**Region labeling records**
◇ ◇ ◇ ◇
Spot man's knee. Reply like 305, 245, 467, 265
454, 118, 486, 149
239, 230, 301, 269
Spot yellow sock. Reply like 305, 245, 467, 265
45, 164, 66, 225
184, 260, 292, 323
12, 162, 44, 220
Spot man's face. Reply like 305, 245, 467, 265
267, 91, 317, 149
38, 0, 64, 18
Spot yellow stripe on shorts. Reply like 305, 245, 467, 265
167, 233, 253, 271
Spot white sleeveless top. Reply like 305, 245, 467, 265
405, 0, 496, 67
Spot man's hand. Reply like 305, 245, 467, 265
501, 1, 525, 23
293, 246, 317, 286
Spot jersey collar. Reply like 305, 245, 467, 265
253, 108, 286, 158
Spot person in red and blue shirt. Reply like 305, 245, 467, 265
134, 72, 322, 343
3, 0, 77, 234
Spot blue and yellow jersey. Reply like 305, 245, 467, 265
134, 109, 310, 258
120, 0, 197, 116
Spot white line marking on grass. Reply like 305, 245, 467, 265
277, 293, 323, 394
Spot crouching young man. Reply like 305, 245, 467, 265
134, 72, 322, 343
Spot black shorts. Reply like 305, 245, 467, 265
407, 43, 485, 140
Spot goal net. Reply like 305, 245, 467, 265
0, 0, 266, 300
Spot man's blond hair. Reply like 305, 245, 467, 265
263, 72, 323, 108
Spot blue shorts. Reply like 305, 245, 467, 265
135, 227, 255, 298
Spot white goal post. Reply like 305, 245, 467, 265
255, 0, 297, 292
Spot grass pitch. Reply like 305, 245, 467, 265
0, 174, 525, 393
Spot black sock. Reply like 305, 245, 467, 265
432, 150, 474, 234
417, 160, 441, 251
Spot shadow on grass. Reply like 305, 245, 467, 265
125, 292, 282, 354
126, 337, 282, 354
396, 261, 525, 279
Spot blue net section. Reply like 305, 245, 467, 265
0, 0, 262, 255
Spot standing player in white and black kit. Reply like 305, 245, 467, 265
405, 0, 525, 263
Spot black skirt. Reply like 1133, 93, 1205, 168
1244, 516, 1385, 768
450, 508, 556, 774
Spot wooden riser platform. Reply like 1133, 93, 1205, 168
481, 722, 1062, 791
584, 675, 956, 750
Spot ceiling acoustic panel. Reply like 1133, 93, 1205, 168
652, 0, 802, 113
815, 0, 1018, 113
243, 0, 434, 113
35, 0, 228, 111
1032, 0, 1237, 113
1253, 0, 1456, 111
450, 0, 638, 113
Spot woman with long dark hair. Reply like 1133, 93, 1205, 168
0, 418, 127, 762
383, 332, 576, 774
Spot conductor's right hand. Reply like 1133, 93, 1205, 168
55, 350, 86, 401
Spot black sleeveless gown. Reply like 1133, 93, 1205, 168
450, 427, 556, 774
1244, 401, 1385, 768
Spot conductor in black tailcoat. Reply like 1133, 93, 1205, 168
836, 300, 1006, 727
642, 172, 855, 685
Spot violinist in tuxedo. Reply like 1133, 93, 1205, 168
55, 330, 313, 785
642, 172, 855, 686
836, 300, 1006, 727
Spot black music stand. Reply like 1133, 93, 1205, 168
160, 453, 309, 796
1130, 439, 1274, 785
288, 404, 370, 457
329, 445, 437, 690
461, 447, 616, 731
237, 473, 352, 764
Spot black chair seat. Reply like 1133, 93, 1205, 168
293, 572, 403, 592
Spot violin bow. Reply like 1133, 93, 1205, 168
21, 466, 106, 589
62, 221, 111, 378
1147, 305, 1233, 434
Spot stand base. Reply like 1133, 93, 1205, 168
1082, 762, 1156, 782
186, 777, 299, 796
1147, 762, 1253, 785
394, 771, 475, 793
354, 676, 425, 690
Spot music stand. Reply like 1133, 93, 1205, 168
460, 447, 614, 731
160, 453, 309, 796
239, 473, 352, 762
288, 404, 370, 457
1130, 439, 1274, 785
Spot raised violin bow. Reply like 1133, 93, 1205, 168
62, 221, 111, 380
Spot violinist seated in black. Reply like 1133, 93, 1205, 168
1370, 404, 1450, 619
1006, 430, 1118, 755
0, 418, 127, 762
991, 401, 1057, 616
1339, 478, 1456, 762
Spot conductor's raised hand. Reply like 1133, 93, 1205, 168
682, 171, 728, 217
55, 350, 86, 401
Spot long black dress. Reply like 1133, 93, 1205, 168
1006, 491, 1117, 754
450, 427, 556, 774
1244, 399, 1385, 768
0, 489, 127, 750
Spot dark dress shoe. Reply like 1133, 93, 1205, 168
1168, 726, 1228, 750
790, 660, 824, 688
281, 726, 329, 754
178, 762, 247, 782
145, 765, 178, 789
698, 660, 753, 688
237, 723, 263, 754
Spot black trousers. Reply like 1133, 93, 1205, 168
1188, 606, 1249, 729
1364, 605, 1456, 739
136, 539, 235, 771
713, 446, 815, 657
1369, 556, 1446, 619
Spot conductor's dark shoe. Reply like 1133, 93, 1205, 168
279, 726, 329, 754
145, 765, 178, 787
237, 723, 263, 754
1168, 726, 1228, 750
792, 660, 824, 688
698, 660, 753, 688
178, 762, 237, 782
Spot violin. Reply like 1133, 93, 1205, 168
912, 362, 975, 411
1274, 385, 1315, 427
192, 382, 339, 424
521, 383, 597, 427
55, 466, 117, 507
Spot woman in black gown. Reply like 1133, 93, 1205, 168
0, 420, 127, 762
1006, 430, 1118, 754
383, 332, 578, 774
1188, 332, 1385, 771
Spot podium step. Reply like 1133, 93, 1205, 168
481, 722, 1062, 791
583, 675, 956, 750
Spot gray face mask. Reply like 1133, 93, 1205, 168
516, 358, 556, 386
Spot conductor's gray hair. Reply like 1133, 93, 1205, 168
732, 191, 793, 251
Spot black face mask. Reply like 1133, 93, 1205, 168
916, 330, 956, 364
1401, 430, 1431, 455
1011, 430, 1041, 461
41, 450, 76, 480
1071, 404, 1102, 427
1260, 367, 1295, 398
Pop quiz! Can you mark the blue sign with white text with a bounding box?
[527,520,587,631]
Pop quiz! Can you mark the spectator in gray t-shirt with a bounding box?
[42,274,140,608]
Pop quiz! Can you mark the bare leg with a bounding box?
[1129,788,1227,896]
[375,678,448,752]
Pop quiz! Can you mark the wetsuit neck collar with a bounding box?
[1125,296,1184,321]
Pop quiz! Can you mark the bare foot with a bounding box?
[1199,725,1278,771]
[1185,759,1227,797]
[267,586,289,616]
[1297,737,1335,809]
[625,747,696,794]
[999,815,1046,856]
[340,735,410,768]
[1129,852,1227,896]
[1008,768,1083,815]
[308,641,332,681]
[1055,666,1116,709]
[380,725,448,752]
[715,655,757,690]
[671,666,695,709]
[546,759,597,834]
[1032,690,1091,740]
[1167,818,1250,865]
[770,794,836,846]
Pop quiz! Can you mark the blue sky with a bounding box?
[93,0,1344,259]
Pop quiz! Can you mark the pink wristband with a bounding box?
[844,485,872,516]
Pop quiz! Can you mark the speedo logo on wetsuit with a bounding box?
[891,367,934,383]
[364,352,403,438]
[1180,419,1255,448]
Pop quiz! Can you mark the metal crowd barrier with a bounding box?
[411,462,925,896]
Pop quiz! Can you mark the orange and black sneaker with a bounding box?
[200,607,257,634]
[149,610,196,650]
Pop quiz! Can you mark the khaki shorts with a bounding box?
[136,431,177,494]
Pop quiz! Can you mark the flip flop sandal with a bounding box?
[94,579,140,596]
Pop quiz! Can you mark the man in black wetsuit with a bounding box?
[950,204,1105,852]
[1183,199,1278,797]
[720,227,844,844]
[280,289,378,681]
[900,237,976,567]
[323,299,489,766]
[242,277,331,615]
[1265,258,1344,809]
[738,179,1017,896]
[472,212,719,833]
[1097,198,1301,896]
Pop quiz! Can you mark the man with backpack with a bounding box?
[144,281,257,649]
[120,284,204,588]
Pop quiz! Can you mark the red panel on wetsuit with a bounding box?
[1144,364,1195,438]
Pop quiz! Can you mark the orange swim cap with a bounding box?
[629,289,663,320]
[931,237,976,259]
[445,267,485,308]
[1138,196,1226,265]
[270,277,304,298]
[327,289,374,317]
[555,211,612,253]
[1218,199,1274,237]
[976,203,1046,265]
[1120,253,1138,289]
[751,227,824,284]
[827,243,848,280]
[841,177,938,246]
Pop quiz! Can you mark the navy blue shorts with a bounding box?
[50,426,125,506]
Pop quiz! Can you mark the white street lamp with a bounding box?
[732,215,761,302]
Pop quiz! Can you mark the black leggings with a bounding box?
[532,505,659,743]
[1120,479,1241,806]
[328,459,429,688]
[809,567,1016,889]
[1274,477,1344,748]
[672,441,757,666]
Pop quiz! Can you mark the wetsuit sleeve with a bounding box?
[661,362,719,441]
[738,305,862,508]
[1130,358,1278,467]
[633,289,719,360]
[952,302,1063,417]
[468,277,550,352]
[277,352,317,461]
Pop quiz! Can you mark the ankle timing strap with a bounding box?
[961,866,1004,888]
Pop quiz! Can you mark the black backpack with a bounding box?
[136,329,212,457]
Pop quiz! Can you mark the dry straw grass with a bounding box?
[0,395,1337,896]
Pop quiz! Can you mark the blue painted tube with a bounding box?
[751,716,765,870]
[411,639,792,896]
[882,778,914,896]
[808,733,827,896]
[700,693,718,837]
◇ ◇ ◇ ◇
**SET PROBLEM**
Arrange the material as a numbered list, starting at the line containing "Pop quiz! Can you mark the orange swim" and ending at the line containing "[732,215,761,302]". Leave out any blank lines.

**SOLUTION BELOW**
1. Pop quiz! Can you mark the orange swim cap with a bounding box?
2. [629,289,663,320]
3. [931,237,976,259]
4. [445,267,485,308]
5. [1138,196,1226,265]
6. [270,277,304,298]
7. [327,289,374,317]
8. [555,211,612,253]
9. [1218,199,1274,237]
10. [976,203,1046,265]
11. [1120,253,1138,289]
12. [751,227,824,284]
13. [827,243,848,280]
14. [841,177,938,246]
15. Pop quiz! Can you mark the navy blue shorts with a bounding box?
16. [50,426,125,506]
17. Pop quiz! Can you mark the white street lamp with a bounding box?
18. [732,215,761,302]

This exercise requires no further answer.